__Work required__. The whole listing should be retyped exactly as it appears.

__Exercise data__.
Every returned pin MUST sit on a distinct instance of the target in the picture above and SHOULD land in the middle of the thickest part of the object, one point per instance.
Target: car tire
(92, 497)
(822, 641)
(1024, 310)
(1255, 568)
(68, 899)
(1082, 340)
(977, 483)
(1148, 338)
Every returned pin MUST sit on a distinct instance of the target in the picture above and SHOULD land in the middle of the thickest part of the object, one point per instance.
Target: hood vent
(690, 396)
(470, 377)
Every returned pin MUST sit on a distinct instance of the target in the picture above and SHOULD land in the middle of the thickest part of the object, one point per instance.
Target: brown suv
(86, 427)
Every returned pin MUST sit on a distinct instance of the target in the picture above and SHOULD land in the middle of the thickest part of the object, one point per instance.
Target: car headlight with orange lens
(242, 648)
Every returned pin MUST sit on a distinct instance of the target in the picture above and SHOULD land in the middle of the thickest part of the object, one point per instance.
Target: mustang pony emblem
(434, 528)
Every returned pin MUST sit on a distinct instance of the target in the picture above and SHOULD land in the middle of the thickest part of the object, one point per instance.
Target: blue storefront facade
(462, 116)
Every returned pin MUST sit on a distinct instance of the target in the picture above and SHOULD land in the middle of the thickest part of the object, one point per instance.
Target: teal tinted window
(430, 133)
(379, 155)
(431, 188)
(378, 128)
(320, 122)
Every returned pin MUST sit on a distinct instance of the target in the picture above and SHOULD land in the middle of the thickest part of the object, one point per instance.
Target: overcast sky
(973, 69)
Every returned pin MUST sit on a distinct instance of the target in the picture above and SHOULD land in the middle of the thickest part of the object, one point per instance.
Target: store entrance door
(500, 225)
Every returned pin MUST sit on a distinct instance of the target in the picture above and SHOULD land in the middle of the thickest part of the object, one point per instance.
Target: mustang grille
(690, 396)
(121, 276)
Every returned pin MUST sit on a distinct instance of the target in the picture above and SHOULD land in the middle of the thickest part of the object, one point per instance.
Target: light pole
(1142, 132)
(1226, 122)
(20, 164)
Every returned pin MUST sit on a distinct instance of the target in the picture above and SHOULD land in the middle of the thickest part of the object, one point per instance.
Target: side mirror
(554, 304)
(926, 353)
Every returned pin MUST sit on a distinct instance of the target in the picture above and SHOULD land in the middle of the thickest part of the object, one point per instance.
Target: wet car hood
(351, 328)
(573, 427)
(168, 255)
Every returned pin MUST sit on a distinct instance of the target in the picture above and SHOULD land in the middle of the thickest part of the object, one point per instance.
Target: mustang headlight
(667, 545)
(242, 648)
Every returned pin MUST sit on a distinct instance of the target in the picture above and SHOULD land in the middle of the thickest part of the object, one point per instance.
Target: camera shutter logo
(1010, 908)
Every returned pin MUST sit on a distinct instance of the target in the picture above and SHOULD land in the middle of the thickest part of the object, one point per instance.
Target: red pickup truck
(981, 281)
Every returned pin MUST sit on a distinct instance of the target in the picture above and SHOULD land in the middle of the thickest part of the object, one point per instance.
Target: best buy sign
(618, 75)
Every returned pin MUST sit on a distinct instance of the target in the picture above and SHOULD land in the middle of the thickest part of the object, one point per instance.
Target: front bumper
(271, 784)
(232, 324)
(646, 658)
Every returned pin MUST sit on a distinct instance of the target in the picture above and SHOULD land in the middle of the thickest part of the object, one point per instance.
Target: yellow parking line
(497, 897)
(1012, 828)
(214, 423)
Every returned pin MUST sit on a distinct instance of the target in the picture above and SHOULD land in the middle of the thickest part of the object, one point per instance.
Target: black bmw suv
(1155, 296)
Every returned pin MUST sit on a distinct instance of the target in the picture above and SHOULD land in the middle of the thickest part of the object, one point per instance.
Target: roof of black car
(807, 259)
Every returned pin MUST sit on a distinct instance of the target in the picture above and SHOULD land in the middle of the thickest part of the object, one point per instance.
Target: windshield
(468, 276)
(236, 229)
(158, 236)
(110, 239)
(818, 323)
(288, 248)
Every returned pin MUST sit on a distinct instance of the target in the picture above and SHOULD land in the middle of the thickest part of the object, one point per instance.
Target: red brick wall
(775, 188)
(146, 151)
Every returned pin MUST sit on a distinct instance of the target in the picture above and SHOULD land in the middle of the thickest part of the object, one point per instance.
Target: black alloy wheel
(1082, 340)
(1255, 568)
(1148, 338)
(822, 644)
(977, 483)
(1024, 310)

__Solution for this problem__.
Every returned pin MUST sit on a distinct instance of the target in the picture above and SHOULD land in the middle of the thickest part of the object, one point per instance.
Target: car tire
(92, 497)
(822, 641)
(1024, 310)
(1255, 568)
(68, 899)
(1082, 340)
(977, 483)
(1148, 338)
Every returned pin MUST sit on a distinct instance of the target in the picture above and SHOULD land in the middle of the thickest part of the object, one point per instance.
Target: hood vent
(690, 396)
(470, 377)
Every returned pin MUST sit on a distinct instance of the target in the picture above and SHOULD land in the middle of the thickest part of the object, one point per instance.
Target: brown suv
(86, 427)
Every returned pin MUST sit on a distinct instance of the target in the picture above and SHOULD land in the middle of the thickest part of the object, one point per instance.
Target: car headlight with orange lens
(242, 648)
Every returned pin MUST sit on a distinct instance of the target in the picture above and SHOULD land in the middle of the thickest part of the object, one point per instance.
Target: mustang pony emblem
(434, 528)
Every returned pin MUST sit on a distinct instance of the target in the picture above and SHOULD land in the middle of the thickest part of the object, one point per instance.
Target: blue storefront facade
(462, 116)
Every returned pin MUST sit on a distinct instance of the target in the picture above and SHOULD land in the middle of the thickest part of the object, one point per instance.
Target: teal tinted window
(430, 133)
(379, 155)
(431, 188)
(378, 128)
(320, 122)
Every returned pin MUST sit on a distinct instance of the target in the picture above and SHOULD land in the middle of the thickest part of the object, one point per instance.
Target: overcast sky
(973, 69)
Every returned pin MUST sit on a distinct instance of the target in the picture above and SHOULD land in the middle of the thickest part of the object, one point per instance.
Target: store entrance door
(500, 225)
Every returned pin MUST sit on a distinct instance of the target in the picture above and SHOULD land in the middle of the thickest part of the object, one point per instance.
Target: mustang grille
(690, 396)
(121, 276)
Every returned pin MUST sit on a distinct instance of the target in the picture above and SHOULD land in the middle of the thickest part of the object, one point per instance.
Target: light pole
(1142, 132)
(1226, 122)
(20, 164)
Every returned pin MUST sit on a distinct instance of the target in the picture above and SHOULD land in the middle of the thickest part of the object, one point per instance.
Target: side mirror
(554, 304)
(926, 353)
Every returned pin MUST sit on a distinct instance of the target in the picture above and SHOULD land in the middle of the thickest part of the object, one point per instance.
Target: wet car hood
(351, 328)
(573, 427)
(168, 255)
Every returned pin MUST sit on a distinct instance of the target in the picture above and SHOULD land in the middle of the thickest part of the object, one point per instance.
Target: mustang headlight
(667, 545)
(242, 648)
Every returned pin MUST sit on a distinct instance of the target in the picture above and SHOULD land in the middle of the thickest part of the object, one point per instance.
Target: camera shutter logo
(1010, 908)
Every returned pin MUST sit on a distinct instance of the target in the picture above and SHOULD land in the middle of the thickest part of the object, one point per instance.
Target: red pickup truck
(981, 281)
Every returned pin MUST sit on a distinct instance of the target in the picture above and SHOULD land in the middle of the thickest part of the object, one point per instance.
Target: best buy sign
(618, 75)
Every returned pin MUST sit on a distinct instance of the target in the picture above and SHOULD land in the middle of the thickest part of the object, one point per instance.
Target: front bumper
(271, 784)
(232, 324)
(646, 658)
Every returned pin MUST sit on a distinct instance of the target in the picture above and SHOULD land in the middle of the thickest part of the object, one point per instance.
Target: yellow parking line
(497, 897)
(1012, 828)
(214, 423)
Every returned pin MUST sit on a distinct instance of the target in the picture above and SHOULD land in the middle of the thickest part of the object, one point per instance.
Target: black bmw suv
(1155, 296)
Every returned pin MUST sit on a distinct instance of the target in the picture above and SHOULD land in the middle of the thickest part of the object, one point per instance.
Target: roof of black car
(807, 259)
Every returned pin MUST sit on a distinct instance of the target in the picture above and SHOULD land in the middle of the thickest part of the object, one point per instance.
Target: windshield
(468, 276)
(236, 229)
(158, 236)
(110, 239)
(818, 323)
(288, 248)
Every returned pin MUST sit on a distinct instance of the target in the picture above and SHOULD land in the middle of the thickest part of the object, one point per instance.
Target: red brick wall
(775, 188)
(146, 151)
Every returned pin MUST sit on a distinct instance of the target in the picture above and SHOULD land in the middle of the thickest part of the object, one point per instance.
Target: black alloy wheel
(1082, 340)
(1255, 568)
(1148, 338)
(822, 644)
(977, 483)
(1024, 310)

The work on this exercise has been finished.